## Given instruction
Collect every line of the listing below that contains the string "dark". Copy each such line in full.

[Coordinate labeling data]
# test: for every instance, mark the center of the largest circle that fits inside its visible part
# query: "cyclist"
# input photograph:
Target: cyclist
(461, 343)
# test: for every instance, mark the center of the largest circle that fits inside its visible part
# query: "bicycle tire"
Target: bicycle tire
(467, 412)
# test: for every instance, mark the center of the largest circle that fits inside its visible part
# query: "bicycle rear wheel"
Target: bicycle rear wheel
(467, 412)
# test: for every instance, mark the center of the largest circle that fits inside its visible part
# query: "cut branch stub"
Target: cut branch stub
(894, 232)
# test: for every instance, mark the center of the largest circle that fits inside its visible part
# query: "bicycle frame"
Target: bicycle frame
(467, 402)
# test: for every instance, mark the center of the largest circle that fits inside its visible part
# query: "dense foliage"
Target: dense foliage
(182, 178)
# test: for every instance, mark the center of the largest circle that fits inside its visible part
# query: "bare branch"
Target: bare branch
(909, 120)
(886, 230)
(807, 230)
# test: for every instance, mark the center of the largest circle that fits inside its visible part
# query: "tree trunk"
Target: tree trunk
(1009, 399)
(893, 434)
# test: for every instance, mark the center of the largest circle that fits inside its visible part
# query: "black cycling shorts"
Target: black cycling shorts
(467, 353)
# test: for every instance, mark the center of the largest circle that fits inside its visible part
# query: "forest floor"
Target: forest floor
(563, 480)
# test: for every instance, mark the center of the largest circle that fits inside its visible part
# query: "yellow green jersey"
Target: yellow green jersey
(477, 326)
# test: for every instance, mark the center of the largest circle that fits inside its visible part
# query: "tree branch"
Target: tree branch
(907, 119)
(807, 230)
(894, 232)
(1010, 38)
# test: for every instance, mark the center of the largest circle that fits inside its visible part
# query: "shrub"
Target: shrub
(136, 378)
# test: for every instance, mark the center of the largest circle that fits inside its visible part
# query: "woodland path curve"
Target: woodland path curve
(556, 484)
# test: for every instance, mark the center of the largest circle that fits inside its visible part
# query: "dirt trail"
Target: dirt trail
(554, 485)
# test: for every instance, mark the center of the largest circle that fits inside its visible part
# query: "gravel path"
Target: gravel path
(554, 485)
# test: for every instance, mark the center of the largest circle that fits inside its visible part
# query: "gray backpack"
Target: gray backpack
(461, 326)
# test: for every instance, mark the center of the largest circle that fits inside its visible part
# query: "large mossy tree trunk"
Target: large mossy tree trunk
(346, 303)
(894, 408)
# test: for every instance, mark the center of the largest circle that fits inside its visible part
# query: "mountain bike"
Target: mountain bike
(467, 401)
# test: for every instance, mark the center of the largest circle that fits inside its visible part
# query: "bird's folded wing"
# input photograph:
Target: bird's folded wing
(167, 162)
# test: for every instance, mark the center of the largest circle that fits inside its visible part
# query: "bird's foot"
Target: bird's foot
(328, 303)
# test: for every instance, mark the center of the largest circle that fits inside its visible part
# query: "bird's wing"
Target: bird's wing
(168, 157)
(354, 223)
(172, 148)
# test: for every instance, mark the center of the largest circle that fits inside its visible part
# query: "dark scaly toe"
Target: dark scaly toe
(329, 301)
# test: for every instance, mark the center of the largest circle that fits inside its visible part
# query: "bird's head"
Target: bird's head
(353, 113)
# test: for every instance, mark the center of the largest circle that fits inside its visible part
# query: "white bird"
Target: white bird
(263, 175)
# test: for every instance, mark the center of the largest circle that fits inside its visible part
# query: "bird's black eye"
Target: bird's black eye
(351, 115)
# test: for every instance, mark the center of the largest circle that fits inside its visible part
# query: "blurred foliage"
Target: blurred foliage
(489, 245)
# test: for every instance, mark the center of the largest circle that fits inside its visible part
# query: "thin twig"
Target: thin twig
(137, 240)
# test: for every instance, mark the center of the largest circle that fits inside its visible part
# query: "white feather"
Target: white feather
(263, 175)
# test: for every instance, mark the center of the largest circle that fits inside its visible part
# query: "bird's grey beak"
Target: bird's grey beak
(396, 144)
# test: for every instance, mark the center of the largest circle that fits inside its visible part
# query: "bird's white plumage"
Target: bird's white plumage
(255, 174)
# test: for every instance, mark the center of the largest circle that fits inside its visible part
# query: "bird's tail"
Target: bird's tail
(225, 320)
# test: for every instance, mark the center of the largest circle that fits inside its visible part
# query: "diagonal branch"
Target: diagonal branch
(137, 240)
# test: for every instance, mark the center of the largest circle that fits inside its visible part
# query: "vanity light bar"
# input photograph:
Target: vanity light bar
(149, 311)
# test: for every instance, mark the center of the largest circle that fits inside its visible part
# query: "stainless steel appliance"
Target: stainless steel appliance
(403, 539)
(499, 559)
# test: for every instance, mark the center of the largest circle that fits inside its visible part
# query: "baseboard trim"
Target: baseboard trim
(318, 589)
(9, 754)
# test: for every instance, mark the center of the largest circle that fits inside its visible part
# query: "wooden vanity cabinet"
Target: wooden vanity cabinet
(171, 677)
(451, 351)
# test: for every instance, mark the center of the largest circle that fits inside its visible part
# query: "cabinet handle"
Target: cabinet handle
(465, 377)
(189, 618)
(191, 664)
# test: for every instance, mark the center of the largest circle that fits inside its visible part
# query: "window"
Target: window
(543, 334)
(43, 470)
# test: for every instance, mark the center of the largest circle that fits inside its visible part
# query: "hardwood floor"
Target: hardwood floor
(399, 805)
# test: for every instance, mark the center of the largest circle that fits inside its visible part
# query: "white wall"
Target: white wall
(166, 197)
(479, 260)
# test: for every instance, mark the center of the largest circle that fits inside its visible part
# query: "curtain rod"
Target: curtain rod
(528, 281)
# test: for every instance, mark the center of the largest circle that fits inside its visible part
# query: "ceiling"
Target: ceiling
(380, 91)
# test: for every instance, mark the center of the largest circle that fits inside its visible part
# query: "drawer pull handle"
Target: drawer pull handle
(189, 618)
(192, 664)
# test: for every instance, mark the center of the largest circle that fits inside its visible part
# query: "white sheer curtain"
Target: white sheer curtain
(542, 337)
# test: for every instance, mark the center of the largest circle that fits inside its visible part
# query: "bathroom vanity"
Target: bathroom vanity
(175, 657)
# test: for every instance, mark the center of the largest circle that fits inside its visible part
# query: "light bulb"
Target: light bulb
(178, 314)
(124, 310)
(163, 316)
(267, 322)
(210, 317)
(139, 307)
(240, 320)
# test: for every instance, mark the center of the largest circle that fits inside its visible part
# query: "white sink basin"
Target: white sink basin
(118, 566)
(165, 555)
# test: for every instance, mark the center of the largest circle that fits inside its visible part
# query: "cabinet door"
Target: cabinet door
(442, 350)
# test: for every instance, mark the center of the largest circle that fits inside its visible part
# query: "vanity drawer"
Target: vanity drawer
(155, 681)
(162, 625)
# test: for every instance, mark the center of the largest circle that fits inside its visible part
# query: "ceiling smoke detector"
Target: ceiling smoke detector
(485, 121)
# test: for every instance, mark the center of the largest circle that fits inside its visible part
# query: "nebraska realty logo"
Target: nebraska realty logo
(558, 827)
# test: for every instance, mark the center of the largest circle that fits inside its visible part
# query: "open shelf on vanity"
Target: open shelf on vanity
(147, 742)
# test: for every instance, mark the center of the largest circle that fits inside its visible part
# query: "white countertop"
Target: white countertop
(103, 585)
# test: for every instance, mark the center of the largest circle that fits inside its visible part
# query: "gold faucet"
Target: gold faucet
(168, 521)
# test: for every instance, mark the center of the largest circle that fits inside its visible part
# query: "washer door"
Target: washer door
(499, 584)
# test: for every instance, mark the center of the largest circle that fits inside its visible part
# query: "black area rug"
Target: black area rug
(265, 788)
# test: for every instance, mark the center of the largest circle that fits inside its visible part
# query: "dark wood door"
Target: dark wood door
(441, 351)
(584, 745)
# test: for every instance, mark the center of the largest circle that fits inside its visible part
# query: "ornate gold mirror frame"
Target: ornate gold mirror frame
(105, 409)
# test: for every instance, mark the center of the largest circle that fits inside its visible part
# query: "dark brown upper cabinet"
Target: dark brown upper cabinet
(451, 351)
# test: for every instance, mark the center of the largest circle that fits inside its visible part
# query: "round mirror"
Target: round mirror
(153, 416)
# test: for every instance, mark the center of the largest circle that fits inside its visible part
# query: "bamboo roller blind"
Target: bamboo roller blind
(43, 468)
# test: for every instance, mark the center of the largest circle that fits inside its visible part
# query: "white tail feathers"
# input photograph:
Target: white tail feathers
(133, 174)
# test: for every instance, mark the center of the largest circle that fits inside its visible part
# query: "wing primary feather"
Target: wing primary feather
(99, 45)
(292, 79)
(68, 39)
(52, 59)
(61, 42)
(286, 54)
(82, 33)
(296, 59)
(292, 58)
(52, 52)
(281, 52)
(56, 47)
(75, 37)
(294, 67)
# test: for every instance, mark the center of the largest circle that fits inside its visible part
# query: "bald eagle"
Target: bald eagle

## The solution
# query: "dark scaly toe"
Target: dark scaly toe
# query: "dark wood door"
Target: dark wood door
# query: "dark brown upper cabinet"
Target: dark brown upper cabinet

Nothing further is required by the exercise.